WHAT TO WORK ON: When the records are reproduced, each one must match exactly, and no picture may be kept.

DATASET EXCERPTS:
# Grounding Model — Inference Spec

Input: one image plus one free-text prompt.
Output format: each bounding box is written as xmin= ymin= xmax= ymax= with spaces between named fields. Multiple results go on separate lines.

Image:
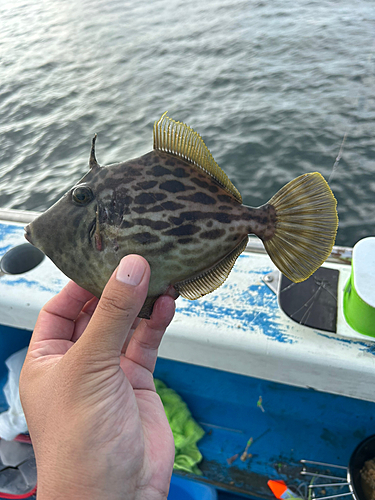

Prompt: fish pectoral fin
xmin=263 ymin=172 xmax=338 ymax=283
xmin=153 ymin=112 xmax=242 ymax=204
xmin=175 ymin=237 xmax=248 ymax=300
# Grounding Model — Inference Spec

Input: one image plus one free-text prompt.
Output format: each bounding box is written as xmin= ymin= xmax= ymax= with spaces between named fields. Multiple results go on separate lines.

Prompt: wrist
xmin=37 ymin=475 xmax=137 ymax=500
xmin=36 ymin=458 xmax=139 ymax=500
xmin=36 ymin=478 xmax=168 ymax=500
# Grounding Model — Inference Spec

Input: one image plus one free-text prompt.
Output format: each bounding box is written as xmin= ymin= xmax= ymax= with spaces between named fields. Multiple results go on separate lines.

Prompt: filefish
xmin=25 ymin=113 xmax=338 ymax=318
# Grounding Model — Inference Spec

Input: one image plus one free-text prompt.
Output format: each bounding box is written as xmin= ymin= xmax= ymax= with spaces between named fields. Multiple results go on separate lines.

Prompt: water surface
xmin=1 ymin=0 xmax=374 ymax=246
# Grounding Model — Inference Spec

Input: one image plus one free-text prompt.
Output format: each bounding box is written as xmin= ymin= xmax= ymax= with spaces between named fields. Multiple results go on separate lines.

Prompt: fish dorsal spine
xmin=153 ymin=112 xmax=242 ymax=204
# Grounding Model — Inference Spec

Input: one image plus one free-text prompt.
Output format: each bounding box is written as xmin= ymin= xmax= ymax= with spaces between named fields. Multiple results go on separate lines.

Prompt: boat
xmin=0 ymin=207 xmax=374 ymax=500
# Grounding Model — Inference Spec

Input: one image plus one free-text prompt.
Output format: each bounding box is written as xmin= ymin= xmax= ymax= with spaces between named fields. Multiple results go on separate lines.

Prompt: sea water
xmin=1 ymin=0 xmax=374 ymax=246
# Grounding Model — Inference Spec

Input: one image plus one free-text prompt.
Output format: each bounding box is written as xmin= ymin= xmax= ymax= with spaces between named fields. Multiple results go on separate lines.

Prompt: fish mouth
xmin=24 ymin=224 xmax=34 ymax=245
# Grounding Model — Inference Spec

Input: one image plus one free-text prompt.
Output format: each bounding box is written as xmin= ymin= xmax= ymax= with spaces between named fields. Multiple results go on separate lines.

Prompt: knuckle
xmin=133 ymin=335 xmax=157 ymax=352
xmin=96 ymin=291 xmax=135 ymax=319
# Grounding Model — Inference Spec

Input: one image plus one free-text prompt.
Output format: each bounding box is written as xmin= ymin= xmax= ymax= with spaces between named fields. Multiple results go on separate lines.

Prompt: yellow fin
xmin=153 ymin=112 xmax=242 ymax=204
xmin=264 ymin=172 xmax=338 ymax=283
xmin=174 ymin=237 xmax=248 ymax=300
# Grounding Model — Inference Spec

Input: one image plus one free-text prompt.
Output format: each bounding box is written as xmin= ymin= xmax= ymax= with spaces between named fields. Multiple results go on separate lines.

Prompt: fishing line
xmin=328 ymin=132 xmax=347 ymax=184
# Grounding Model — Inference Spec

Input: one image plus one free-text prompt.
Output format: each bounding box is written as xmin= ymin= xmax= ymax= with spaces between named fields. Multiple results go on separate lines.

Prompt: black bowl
xmin=348 ymin=435 xmax=375 ymax=500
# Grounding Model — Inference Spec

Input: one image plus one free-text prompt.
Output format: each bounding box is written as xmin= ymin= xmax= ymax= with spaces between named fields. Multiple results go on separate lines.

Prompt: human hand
xmin=19 ymin=255 xmax=176 ymax=500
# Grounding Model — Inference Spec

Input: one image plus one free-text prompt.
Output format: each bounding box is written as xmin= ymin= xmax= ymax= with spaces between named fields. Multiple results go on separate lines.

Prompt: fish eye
xmin=72 ymin=185 xmax=94 ymax=206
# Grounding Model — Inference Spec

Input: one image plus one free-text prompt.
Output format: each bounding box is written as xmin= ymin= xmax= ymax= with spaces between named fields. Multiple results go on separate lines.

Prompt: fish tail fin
xmin=261 ymin=172 xmax=338 ymax=283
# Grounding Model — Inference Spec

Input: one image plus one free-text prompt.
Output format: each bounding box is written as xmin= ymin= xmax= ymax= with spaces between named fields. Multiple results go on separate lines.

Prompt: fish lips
xmin=24 ymin=224 xmax=34 ymax=245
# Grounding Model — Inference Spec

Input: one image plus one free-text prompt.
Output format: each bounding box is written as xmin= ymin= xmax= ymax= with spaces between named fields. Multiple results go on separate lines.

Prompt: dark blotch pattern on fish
xmin=147 ymin=165 xmax=170 ymax=177
xmin=201 ymin=229 xmax=226 ymax=240
xmin=146 ymin=241 xmax=175 ymax=256
xmin=160 ymin=201 xmax=185 ymax=211
xmin=134 ymin=193 xmax=167 ymax=205
xmin=172 ymin=168 xmax=189 ymax=178
xmin=218 ymin=194 xmax=234 ymax=203
xmin=138 ymin=155 xmax=156 ymax=167
xmin=169 ymin=216 xmax=184 ymax=226
xmin=191 ymin=178 xmax=209 ymax=189
xmin=134 ymin=218 xmax=170 ymax=230
xmin=178 ymin=238 xmax=194 ymax=244
xmin=163 ymin=224 xmax=200 ymax=236
xmin=132 ymin=232 xmax=160 ymax=245
xmin=136 ymin=180 xmax=158 ymax=190
xmin=133 ymin=205 xmax=164 ymax=214
xmin=169 ymin=210 xmax=238 ymax=226
xmin=106 ymin=177 xmax=134 ymax=188
xmin=121 ymin=220 xmax=134 ymax=229
xmin=117 ymin=193 xmax=129 ymax=207
xmin=226 ymin=234 xmax=239 ymax=242
xmin=215 ymin=213 xmax=232 ymax=224
xmin=159 ymin=180 xmax=190 ymax=193
xmin=178 ymin=192 xmax=217 ymax=205
xmin=29 ymin=149 xmax=266 ymax=318
xmin=124 ymin=166 xmax=142 ymax=177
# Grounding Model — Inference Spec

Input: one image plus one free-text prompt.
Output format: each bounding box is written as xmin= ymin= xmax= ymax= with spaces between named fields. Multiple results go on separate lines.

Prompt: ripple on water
xmin=0 ymin=0 xmax=374 ymax=246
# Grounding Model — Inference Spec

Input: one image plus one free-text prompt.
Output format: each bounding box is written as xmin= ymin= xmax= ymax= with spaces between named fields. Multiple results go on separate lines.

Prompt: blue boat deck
xmin=154 ymin=357 xmax=372 ymax=498
xmin=0 ymin=325 xmax=371 ymax=499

SOLUTION TO THE PROBLEM:
# Grounding Model — Inference Spec

Input: one image plus one free-text prompt.
Output format: each bounding box is written as xmin= ymin= xmax= ymax= with spaces between named fields. Multiple results go on separate lines.

Image:

Prompt: fish pectoral fin
xmin=263 ymin=172 xmax=338 ymax=283
xmin=153 ymin=112 xmax=242 ymax=204
xmin=175 ymin=237 xmax=248 ymax=300
# Grounding Model — Inference Spec

Input: one image plus one free-text prompt.
Output format: each bounding box is written as xmin= ymin= xmax= ymax= with spaces between named fields. Multiple results go on separate lines.

Prompt: wrist
xmin=37 ymin=475 xmax=137 ymax=500
xmin=36 ymin=458 xmax=139 ymax=500
xmin=36 ymin=478 xmax=168 ymax=500
# Grounding Model — Inference Spec

Input: one image plus one free-text prompt.
Output format: each bounding box is written as xmin= ymin= xmax= ymax= with spaces between named fields. Multiple results go on separate lines.

Prompt: filefish
xmin=25 ymin=113 xmax=338 ymax=318
# Grounding Model — Inference Spec

Input: one image plus one free-text prompt.
Output format: each bounding box is written as xmin= ymin= xmax= ymax= with spaces between named fields. Multiple results go on separate lines.

Prompt: water surface
xmin=1 ymin=0 xmax=374 ymax=246
# Grounding Model — Inference Spec

Input: one image plus one free-text prompt.
Output format: each bounding box is written as xmin= ymin= xmax= ymax= with spaces between named fields. Multiple results go on separate lines.

Prompt: fish dorsal spine
xmin=153 ymin=112 xmax=242 ymax=204
# Grounding Model — Inference Spec

Input: one image plus one free-text prompt.
Output format: each bounding box is written as xmin= ymin= xmax= ymax= with spaces between named fields. Multiple results go on separate lines.

Prompt: boat
xmin=0 ymin=207 xmax=374 ymax=500
# Grounding Model — Inference Spec

Input: one image plus one free-text prompt.
Output format: each bounding box is written as xmin= ymin= xmax= ymax= with spaces between named fields. Multiple results go on separate lines.

Prompt: sea water
xmin=1 ymin=0 xmax=374 ymax=246
# Grounding Model — Inference Spec

Input: one image plus one free-text prompt.
Output format: each bounding box is written as xmin= ymin= xmax= ymax= with spaces between named fields. Multiple results go on separate lines.

Prompt: fish mouth
xmin=24 ymin=224 xmax=34 ymax=245
# Grounding Model — Inference Spec

Input: one image plus one free-text prompt.
Output format: each bounding box is written as xmin= ymin= xmax= ymax= with spaces between named fields. Multiple results go on separate lines.

Prompt: knuckle
xmin=133 ymin=335 xmax=157 ymax=352
xmin=96 ymin=291 xmax=135 ymax=319
# Grounding Model — Inference Spec

Input: one image plus one free-text prompt.
Output format: each bounding box is written as xmin= ymin= xmax= ymax= with spaces between named fields. Multiple results go on separate lines.

Prompt: yellow fin
xmin=153 ymin=112 xmax=242 ymax=204
xmin=264 ymin=172 xmax=338 ymax=283
xmin=174 ymin=237 xmax=248 ymax=300
# Grounding Model — Inference Spec

Input: one image plus one free-text prompt.
Output format: each bounding box is written as xmin= ymin= xmax= ymax= with spaces between named fields. Multiple results go on separate lines.

Prompt: fishing line
xmin=328 ymin=132 xmax=347 ymax=184
# Grounding Model — Inference Spec

Input: one image plus one free-text prompt.
Output format: each bounding box is written as xmin= ymin= xmax= ymax= with spaces between named fields. Multiple results go on separate lines.

Prompt: black bowl
xmin=348 ymin=435 xmax=375 ymax=500
# Grounding Model — Inference Spec

Input: one image plus one free-text prompt.
Output format: each bounding box is written as xmin= ymin= xmax= ymax= with spaces between named fields. Multiple results go on separate lines.

Prompt: human hand
xmin=19 ymin=255 xmax=176 ymax=500
# Grounding Model — Inference Spec

Input: one image plus one free-text prompt.
Output format: each bounding box is written as xmin= ymin= xmax= ymax= with spaces between named fields. Multiple results go on separate lines.

Prompt: fish eye
xmin=72 ymin=185 xmax=94 ymax=206
# Grounding Model — Inference Spec

Input: one image plus one free-text prompt.
Output format: each bounding box is written as xmin= ymin= xmax= ymax= with spaces between named fields. Multiple results go on separate lines.

Prompt: fish tail fin
xmin=261 ymin=172 xmax=338 ymax=283
# Grounding Model — Inference Spec

Input: one image plus one free-text prompt.
Output format: each bounding box is written as xmin= ymin= xmax= ymax= with spaces between named fields. Multiple results go on separate lines.

Prompt: fish lips
xmin=24 ymin=224 xmax=34 ymax=245
# Grounding Model — Inference Spec

Input: one image plus one free-text prompt.
Output format: each bounding box is written as xmin= ymin= xmax= ymax= with spaces between named fields. Multiple results go on separate lines.

Prompt: dark blotch pattern on fish
xmin=147 ymin=165 xmax=170 ymax=177
xmin=201 ymin=229 xmax=226 ymax=240
xmin=146 ymin=241 xmax=175 ymax=256
xmin=160 ymin=201 xmax=185 ymax=211
xmin=134 ymin=193 xmax=167 ymax=205
xmin=172 ymin=168 xmax=189 ymax=178
xmin=218 ymin=194 xmax=234 ymax=203
xmin=138 ymin=155 xmax=156 ymax=167
xmin=169 ymin=216 xmax=184 ymax=226
xmin=191 ymin=178 xmax=209 ymax=189
xmin=134 ymin=218 xmax=170 ymax=230
xmin=178 ymin=238 xmax=194 ymax=244
xmin=163 ymin=224 xmax=200 ymax=236
xmin=132 ymin=232 xmax=160 ymax=245
xmin=136 ymin=180 xmax=158 ymax=190
xmin=133 ymin=205 xmax=164 ymax=214
xmin=169 ymin=210 xmax=238 ymax=226
xmin=106 ymin=177 xmax=134 ymax=188
xmin=121 ymin=220 xmax=134 ymax=229
xmin=117 ymin=193 xmax=129 ymax=207
xmin=226 ymin=234 xmax=239 ymax=242
xmin=215 ymin=213 xmax=232 ymax=224
xmin=159 ymin=180 xmax=190 ymax=193
xmin=178 ymin=192 xmax=217 ymax=205
xmin=29 ymin=149 xmax=266 ymax=318
xmin=124 ymin=166 xmax=142 ymax=177
# Grounding Model — Inference Spec

Input: one image plus one free-text prompt.
Output format: each bounding box is written as xmin= ymin= xmax= ymax= with spaces between named fields. Multiple results go on separate lines.

Prompt: ripple on water
xmin=0 ymin=0 xmax=374 ymax=246
# Grounding Model — Inference Spec

Input: one image plus one free-text prompt.
Output format: each bounding box is written as xmin= ymin= xmax= ymax= with spaces between named fields. Multiple results go on separate lines.

Prompt: blue boat deck
xmin=154 ymin=357 xmax=372 ymax=498
xmin=0 ymin=325 xmax=371 ymax=499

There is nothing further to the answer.